** Texto de estudio **
◇ ◇ ◇ ◇ ◇

Todo lo que tenga que ver con lo anal será desvalorizada. El niño, concluye Freud, ha de renunciar al placer indecente y secreto en nombre de la dignidad social.
La misma represión del erotismo anal afecta también a la propia enunciación de las palabras que designan elementos referidos a la sexualidad y la excreción. Son las “malas palabras”, investidas de una censura moral por los mayores.
La censura es tal, contra cualquier manifestación fisiológica o de obscenidad, que los adultos borran sus propias vivencias, cuánto le atraían y divertían el folclore obsceno de su tiempo.
Olvidan que dentro de la etapa preoperacional, aproximadamente de 2 a 7 años, en la que según Piaget el pensamiento es egocéntrico, mágico y simbólico, el niño juega con estos conceptos tabú o prohibidos, como una manera de afirmar su autonomía y experimentar con la socialización y las normas. En esta fase, el lenguaje refleja la exploración del niño sobre su realidad y su cuerpo, pero además funciona como un poder mágico que transforma, en su imaginación, a la realidad misma, a sus sensaciones y compulsiones. “Malas palabras” como culo y caca juegan un rol importante para su desarrollo cognitivo.
Sigmund Freud, le puso el nombre de ‘Fase anal’ a esta etapa entre los dos y los cinco años, en su elaboración de la teoría del desarrollo psicosexual. Una etapa en la que el humor escatológico es el rey, como se concluye en una investigación sobre “Humor como campo de prueba para la comprensión de las referencias por parte de los niños”, de la psicóloga Meredith Gattis.
Así nos sorprenden, con “¡Mira mami, parece un vela!” o “¡Esta caca tiene forma de elefante!”.
Como algunos estudios y enfoques pedagógicos señalan, los niños usan y comprenden el lenguaje escatológico como parte natural de su desarrollo y exploración del mundo, usando el humor escatológico, la burla y el re-juego con estas “malas palabras”.
Se ha de entender entonces que la literatura como la cancionista infantil pueden reflejar estas tendencias coprófilas de los más pequeños, como el descubrimiento de sus propios cuerpos y el desarrollo del sentido del humor. Convertirse en estímulos que faciliten tanto el control de sus esfínteres, como la imaginación y la simbolización de su mundo. A la vez que contribuyan, dentro de un contexto lúdico y gracioso, a integrar sus vivencias con el aprendizaje.

◇ ◇ ◇ ◇ ◇

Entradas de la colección
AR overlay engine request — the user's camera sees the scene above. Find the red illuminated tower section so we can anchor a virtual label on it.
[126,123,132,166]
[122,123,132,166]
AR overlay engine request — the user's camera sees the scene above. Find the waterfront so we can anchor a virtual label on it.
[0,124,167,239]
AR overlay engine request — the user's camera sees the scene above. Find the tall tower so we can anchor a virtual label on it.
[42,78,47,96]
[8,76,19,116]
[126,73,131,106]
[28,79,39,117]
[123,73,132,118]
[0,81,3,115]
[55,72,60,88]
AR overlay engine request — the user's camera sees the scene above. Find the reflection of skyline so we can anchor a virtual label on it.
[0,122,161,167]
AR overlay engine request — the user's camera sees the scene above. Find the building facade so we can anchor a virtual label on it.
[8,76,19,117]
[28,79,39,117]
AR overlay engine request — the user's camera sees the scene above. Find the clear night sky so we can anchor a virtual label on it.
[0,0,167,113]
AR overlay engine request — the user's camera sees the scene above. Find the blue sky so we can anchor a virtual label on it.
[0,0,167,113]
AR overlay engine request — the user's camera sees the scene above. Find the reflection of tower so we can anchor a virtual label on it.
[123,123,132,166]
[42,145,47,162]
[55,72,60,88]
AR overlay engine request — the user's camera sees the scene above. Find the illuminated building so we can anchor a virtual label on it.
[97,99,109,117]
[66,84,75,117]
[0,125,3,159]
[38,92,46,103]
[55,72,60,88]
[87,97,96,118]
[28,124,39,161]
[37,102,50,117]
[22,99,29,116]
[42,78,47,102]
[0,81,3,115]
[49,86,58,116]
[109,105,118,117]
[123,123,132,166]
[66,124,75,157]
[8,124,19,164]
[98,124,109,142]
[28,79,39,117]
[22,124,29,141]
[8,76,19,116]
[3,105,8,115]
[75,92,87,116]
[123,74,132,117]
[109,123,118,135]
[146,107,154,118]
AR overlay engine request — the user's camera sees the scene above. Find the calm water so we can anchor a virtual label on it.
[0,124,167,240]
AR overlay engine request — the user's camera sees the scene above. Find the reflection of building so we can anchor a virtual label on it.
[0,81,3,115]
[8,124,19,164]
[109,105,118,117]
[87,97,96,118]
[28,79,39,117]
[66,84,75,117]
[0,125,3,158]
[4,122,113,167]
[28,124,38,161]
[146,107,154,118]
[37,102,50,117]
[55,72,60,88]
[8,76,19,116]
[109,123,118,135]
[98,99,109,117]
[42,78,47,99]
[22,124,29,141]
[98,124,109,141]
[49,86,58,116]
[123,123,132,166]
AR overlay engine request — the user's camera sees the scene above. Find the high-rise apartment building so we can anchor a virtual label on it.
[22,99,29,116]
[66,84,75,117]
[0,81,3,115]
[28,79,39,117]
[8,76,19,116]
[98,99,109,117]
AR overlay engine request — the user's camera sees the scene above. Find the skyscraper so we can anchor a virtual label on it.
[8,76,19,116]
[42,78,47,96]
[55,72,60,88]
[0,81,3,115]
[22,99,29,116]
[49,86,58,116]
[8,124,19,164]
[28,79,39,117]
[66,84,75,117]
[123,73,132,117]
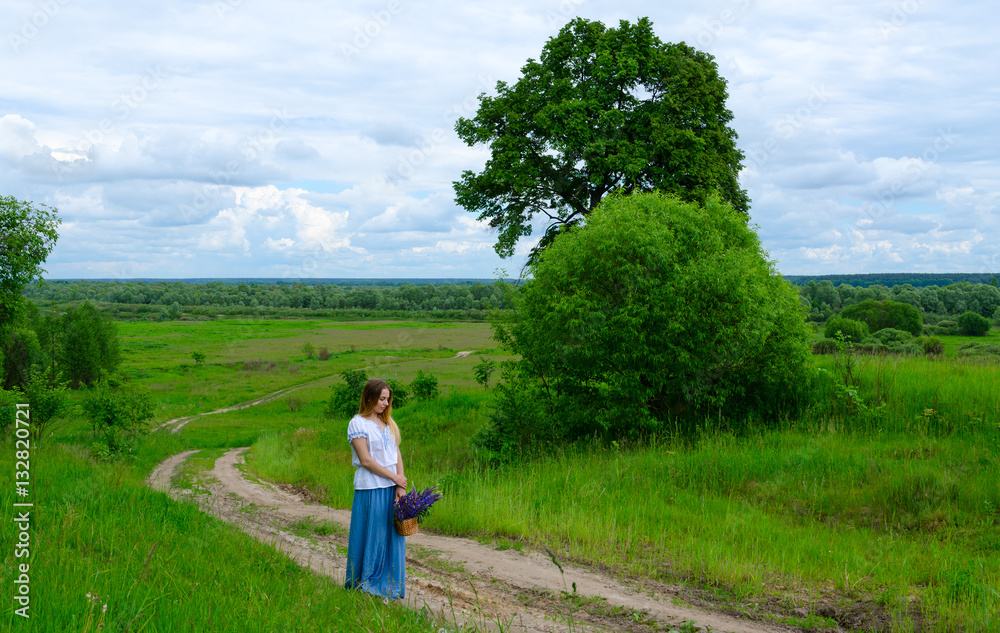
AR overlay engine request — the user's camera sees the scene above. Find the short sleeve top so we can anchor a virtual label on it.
[347,415,399,490]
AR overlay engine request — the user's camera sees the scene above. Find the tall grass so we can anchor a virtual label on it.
[0,442,442,633]
[244,358,1000,631]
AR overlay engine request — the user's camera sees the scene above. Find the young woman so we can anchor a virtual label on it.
[344,379,406,599]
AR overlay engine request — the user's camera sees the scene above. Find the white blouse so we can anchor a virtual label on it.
[347,415,399,490]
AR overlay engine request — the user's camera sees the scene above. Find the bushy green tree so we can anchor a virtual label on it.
[0,196,60,326]
[59,301,121,389]
[840,300,924,336]
[486,193,809,450]
[472,356,497,389]
[872,327,913,348]
[324,369,368,421]
[958,310,990,336]
[410,369,438,400]
[83,380,153,458]
[0,327,42,389]
[823,316,869,343]
[454,18,749,257]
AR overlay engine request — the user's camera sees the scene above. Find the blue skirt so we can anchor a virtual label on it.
[344,486,406,599]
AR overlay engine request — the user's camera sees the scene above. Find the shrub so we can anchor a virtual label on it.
[958,310,990,336]
[813,338,838,354]
[958,342,1000,360]
[872,327,913,348]
[323,369,368,420]
[914,336,944,354]
[924,325,955,336]
[484,194,809,451]
[938,319,958,334]
[855,337,889,355]
[408,369,438,400]
[823,317,868,343]
[472,356,497,389]
[83,380,153,458]
[840,299,924,336]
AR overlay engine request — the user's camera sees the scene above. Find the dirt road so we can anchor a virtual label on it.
[147,448,797,633]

◇ ◇ ◇ ◇ ◇

** Tarea **
Resume en dos oraciones el texto sobre el humor escatológico en la infancia. Para resolver la tarea, apóyate solo en el texto.

** Respuesta **
Los adultos censuran las "malas palabras" referidas a la sexualidad y la excreción y olvidan que, en la etapa preoperacional, el niño juega con esos conceptos prohibidos para afirmar su autonomía y experimentar con la socialización y las normas. Los niños usan el lenguaje y el humor escatológicos como parte natural de su desarrollo, y la literatura y la canción infantil pueden reflejar esas tendencias y servir de estímulo tanto para el control de esfínteres como para la imaginación y el aprendizaje.